SALT LAKE CITY — The Bureau of Land Management has team members on site in San Juan County where the mysterious monolith was first observed last month, assessing and repairing the damage caused by the hordes of people who flocked to the area to take pictures of the shiny structure.
That damage in southeastern Utah includes tire tracks where no trails or roads are located, sensitive vegetation that was trampled, litter and human waste left behind by monolith fans.
“The staff is there to clean up some of the visual evidence of people being out there and to take care of the damage we can readily assess and repair,” said BLM spokeswoman Kimberly Finch.
Crews will rake over tire tracks left by vehicles that illegally drove off-road in the area. The idea is to return the landscape to its previous condition and remove all traces of the trash left behind.
Finch said even though the agency asked people to refrain from visiting the monolith due to the lack of amenities like parking and bathrooms, people ignored the pleas and damaged the red rock country as a result.
The discovery of the monolith Nov. 18 stoked a national and international internet sensation after it was first spotted during an aerial surveillance of bighorn sheep by state public safety officials and wildlife officers.
Satellite imagery documents that the tall, three-sided structure was put on the public land sometime between August 2015 and October 2016. It resembled one that appears in the Stanley Kubrick movie “2001: A Space Odyssey.”
That connection led to speculation — mostly in jest — that the structure was some otherworldly message in a year fraught with anxiety over the coronavirus pandemic.
Even the San Juan County Sheriff’s Office got in on the fun, posting an array of alien characters on its Facebook page who might be likely suspects in the monolith’s illegal installation on public land.
The monolith didn’t last long in San Juan County, however, after four men visited the site on Nov. 27 and broke it into pieces before hauling it away.
----
▶ **ASSIGNED TASK 1**: In the monolith article, why did the agency ask people not to visit the monolith? Answer in one to three sentences.
▶ **ASSIGNED TASK 2**:
Answer these questions from the monolith article:
(a) On what date was the monolith discovered?
(b) What were officials surveying from the air when they first spotted it?
(c) How many men broke the monolith apart on Nov. 27?
▶ **ASSIGNED TASK 3**: Carry on the monolith article from where it stops.
----
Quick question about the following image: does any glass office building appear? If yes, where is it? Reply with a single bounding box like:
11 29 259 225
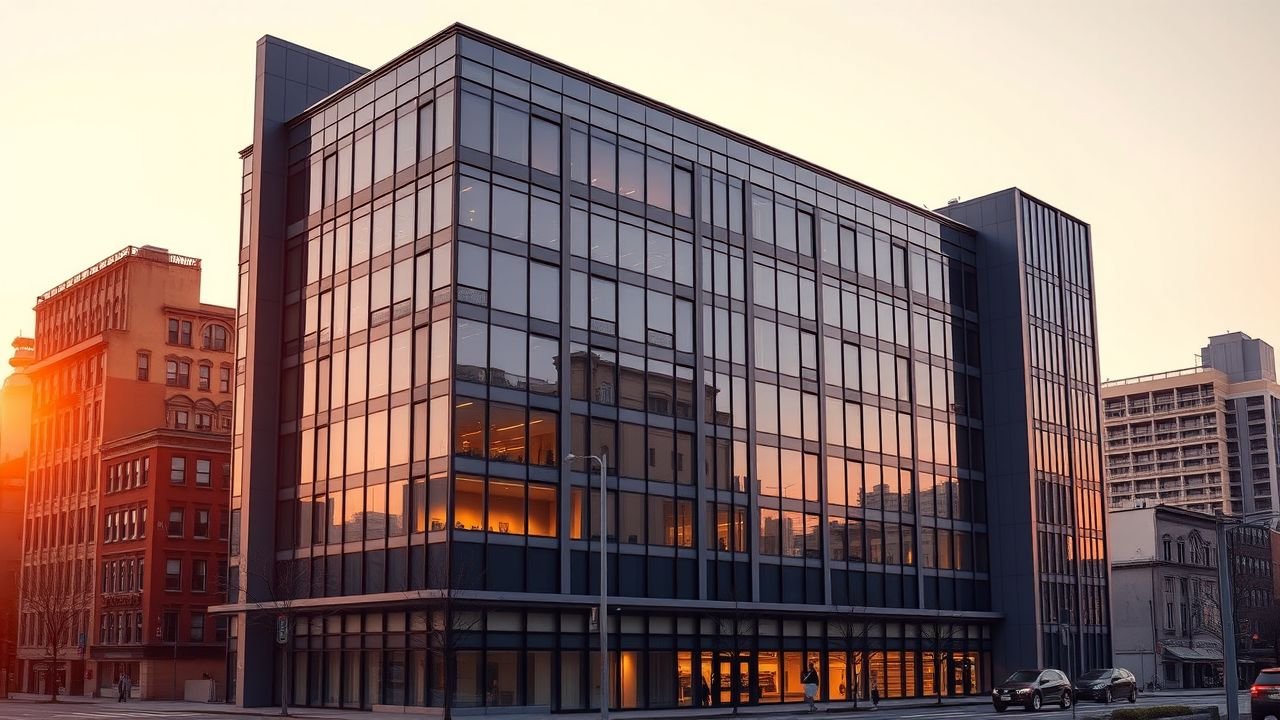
224 26 1110 711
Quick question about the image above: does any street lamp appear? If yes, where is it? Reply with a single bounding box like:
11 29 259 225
1215 510 1280 720
564 452 609 720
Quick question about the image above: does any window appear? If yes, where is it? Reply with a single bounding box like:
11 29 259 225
169 507 187 538
164 560 182 589
169 318 191 347
205 325 228 351
191 560 209 591
164 360 191 387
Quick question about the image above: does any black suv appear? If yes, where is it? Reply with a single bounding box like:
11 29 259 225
1249 667 1280 720
991 669 1073 712
1075 667 1138 702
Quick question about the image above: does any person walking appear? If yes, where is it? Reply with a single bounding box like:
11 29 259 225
800 662 819 712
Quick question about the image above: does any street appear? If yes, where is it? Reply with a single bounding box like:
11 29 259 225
0 693 1249 720
0 701 235 720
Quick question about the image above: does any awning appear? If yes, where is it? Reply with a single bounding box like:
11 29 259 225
1165 646 1222 662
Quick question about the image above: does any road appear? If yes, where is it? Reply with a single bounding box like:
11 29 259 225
0 702 234 720
0 693 1249 720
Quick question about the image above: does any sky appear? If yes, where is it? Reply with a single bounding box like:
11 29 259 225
0 0 1280 378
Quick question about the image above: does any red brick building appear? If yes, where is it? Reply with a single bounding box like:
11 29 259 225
92 425 230 698
19 247 236 698
0 337 36 691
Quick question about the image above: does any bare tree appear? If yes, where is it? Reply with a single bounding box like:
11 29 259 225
410 591 484 720
410 550 485 720
18 562 88 702
1257 602 1280 665
920 623 957 705
243 560 333 716
710 603 759 715
828 618 868 710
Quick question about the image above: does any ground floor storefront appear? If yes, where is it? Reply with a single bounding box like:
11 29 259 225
241 609 992 711
18 657 84 696
90 646 227 700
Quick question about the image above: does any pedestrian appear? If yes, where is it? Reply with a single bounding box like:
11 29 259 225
800 662 819 712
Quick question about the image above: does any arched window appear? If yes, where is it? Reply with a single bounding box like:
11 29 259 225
204 323 228 350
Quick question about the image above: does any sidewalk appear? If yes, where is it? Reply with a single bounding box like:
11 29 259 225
0 693 991 720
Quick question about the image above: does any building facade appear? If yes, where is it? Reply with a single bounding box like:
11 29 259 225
19 246 234 698
0 337 36 691
1102 333 1280 515
1110 505 1276 688
227 26 1110 711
----
▶ **EXERCISE RESPONSE 1**: The agency asked people to stay away because the area lacks amenities like parking and bathrooms. People ignored the request, and the red rock country was damaged as a result.

▶ **EXERCISE RESPONSE 2**:
(a) Nov. 18.
(b) Bighorn sheep.
(c) Four.

▶ **EXERCISE RESPONSE 3**:
Two extreme sports enthusiasts were part of a group claiming credit for taking down the monolith, an act witnessed by a professional Colorado photographer who was there with three of his friends.
One of the four men who dismantled the monolith told the photography group, “This is why you don’t leave trash in the desert.”
The parting words from one of those men were, “Leave no trace,” a campaign by federal land agencies like the BLM or the U.S. Forest Service to leave the landscape as it were found when camping, hiking or participating in other outdoor activities.
An Associated Press story detailed the Thursday removal of another monolith in California by a group of young men chanting, “Christ is king,” who then planted a cross in its place.
Finch said the removal of the monolith in San Juan County is outside the purview of the agency.
“We are only investigating the installation, which was not authorized. The BLM is coordinating with the U.S. Attorney’s Office during our investigation on who installed the structure we term as the monolith. We don’t have any details to share at this time because it is a pending investigation.”
She added the BLM has its own investigator working the case of the monolith’s illegal installation.